[Exercise] Only the lines from the one containing "the train side" through the end of the entries should be repeated, exactly as they appear, first and last included.

^^^^^^^^

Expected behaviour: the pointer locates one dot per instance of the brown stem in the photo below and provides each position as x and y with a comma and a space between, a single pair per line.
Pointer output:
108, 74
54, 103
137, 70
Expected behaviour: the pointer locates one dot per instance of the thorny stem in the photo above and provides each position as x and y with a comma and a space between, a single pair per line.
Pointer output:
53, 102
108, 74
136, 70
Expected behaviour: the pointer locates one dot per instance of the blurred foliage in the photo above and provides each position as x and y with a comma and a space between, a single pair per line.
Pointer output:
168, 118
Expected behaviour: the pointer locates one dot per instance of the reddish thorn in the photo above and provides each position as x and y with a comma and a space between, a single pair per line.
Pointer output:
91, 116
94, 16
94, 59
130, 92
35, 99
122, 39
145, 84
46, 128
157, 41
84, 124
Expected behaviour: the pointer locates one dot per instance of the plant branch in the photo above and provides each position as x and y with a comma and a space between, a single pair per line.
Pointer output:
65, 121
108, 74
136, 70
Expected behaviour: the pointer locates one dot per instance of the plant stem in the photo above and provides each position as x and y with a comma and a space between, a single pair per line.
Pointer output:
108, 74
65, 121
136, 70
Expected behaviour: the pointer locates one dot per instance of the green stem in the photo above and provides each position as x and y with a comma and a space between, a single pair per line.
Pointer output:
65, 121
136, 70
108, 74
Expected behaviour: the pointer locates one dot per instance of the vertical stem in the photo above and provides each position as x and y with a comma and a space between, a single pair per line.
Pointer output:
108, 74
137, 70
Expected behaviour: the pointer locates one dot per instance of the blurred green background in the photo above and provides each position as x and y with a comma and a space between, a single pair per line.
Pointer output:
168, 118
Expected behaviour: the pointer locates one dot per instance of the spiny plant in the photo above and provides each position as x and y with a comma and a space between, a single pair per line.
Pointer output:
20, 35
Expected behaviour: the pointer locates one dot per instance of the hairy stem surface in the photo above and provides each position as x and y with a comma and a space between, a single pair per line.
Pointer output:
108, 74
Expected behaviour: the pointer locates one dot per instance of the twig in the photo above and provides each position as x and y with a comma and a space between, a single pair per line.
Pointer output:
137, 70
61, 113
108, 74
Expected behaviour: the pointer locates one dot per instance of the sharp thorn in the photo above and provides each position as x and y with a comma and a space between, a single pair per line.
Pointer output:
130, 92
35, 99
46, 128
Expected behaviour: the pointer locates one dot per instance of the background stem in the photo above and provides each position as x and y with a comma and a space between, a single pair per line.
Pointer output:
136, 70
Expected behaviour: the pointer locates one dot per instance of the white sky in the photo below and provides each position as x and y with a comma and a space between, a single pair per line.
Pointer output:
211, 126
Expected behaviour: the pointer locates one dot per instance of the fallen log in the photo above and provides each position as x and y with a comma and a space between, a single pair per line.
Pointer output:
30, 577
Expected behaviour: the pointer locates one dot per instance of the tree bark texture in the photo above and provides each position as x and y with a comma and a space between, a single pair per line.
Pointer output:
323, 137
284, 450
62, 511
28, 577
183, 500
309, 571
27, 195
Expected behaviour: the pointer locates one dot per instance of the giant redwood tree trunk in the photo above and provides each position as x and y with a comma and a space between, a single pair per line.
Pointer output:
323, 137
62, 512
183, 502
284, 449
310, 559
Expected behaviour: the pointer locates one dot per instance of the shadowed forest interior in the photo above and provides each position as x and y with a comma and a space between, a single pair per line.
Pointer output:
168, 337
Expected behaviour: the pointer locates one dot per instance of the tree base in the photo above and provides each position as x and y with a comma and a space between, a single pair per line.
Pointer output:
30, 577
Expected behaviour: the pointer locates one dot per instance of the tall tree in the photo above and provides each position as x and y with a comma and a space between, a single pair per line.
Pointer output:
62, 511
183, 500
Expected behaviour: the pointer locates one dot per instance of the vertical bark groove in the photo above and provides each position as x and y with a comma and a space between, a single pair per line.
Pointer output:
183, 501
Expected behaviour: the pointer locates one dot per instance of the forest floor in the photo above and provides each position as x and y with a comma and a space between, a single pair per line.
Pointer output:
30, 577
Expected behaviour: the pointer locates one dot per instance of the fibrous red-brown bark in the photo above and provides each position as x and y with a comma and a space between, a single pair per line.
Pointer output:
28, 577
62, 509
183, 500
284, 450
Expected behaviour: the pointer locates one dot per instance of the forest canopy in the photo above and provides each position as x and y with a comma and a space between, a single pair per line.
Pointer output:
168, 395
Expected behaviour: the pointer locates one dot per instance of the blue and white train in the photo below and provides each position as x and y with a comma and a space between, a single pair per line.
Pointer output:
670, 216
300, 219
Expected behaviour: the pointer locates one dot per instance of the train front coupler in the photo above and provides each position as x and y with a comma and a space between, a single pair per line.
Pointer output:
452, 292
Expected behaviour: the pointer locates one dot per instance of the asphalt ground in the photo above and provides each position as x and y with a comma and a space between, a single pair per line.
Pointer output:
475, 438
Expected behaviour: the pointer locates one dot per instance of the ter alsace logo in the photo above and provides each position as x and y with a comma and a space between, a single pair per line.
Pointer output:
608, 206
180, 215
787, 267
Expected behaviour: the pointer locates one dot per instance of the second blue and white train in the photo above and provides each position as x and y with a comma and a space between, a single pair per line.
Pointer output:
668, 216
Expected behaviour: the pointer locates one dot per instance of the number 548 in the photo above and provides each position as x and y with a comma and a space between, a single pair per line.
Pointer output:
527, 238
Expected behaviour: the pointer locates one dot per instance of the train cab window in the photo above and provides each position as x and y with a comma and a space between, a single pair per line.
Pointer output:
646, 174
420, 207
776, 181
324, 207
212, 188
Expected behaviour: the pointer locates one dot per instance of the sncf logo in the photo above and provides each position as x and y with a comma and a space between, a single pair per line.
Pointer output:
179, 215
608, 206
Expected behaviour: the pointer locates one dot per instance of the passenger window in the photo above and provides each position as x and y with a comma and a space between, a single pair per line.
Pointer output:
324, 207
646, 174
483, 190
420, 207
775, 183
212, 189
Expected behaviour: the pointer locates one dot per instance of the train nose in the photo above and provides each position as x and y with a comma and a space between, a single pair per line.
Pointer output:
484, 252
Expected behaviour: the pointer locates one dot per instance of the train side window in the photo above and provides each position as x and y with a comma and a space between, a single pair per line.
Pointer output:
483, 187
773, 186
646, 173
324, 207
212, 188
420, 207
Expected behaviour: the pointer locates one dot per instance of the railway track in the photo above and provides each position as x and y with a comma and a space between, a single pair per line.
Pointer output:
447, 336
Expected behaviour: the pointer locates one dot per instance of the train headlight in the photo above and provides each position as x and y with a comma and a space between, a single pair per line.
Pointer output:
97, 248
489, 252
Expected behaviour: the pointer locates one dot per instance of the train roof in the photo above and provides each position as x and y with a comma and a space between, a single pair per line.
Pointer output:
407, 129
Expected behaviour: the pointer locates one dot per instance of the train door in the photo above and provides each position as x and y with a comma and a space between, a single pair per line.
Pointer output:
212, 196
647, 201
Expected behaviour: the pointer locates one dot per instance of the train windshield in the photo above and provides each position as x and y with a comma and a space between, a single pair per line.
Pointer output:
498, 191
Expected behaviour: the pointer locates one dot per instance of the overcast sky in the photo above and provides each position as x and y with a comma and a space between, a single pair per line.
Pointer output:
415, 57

^^^^^^^^

[Exercise result]
Expected behaviour: the pointer locates one dot per instance of the train side window in the photo above and provides each position as x and y with a comma and a space between, a single pair per line.
Pointer output:
483, 187
773, 186
646, 173
324, 207
212, 188
420, 207
Expected behaviour: the pointer locates one dot per instance of the railway track in the photo above and provides each position as x and y with a comma and a space between, a single pair per line.
Pointer output:
447, 336
Expected behaviour: the pointer locates one dot per instance of the train headlight in the photo above and provides each position as x and y with a comma and a space between, a single pair per line.
Pointer output:
97, 248
489, 252
Expected behaviour: the pointer locates one dot per instance of the train roof in the photo above and provides each position as x and y with a comma and a space between, a single pair per line.
Pointer output:
407, 129
Expected behaviour: the pointer locates one dot per instance of the train door in the photo above and provides each position as x and y with a comma and a space between, a single pair per line.
Pointer output:
212, 196
647, 201
Expected behaviour: the pointer locates one dot per instance of the train windshield in the photo above and provides each position as x and y with a comma and a space between, a single pair per line.
Pointer output:
498, 191
Expected behaviour: the pointer locates one dot per instance of the overcast sky in the photo above and provides each position as x and y with a comma and a space between, a single pair per line.
Pointer output:
415, 57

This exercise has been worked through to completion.